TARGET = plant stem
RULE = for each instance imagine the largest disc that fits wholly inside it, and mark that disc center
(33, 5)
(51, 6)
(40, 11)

◇ ◇ ◇ ◇ ◇ ◇ ◇

Your answer must be the line holding "RULE = for each" and every later line of the entries above, written out exactly, and nothing else.

# [FINAL ANSWER]
RULE = for each instance imagine the largest disc that fits wholly inside it, and mark that disc center
(33, 5)
(51, 6)
(40, 11)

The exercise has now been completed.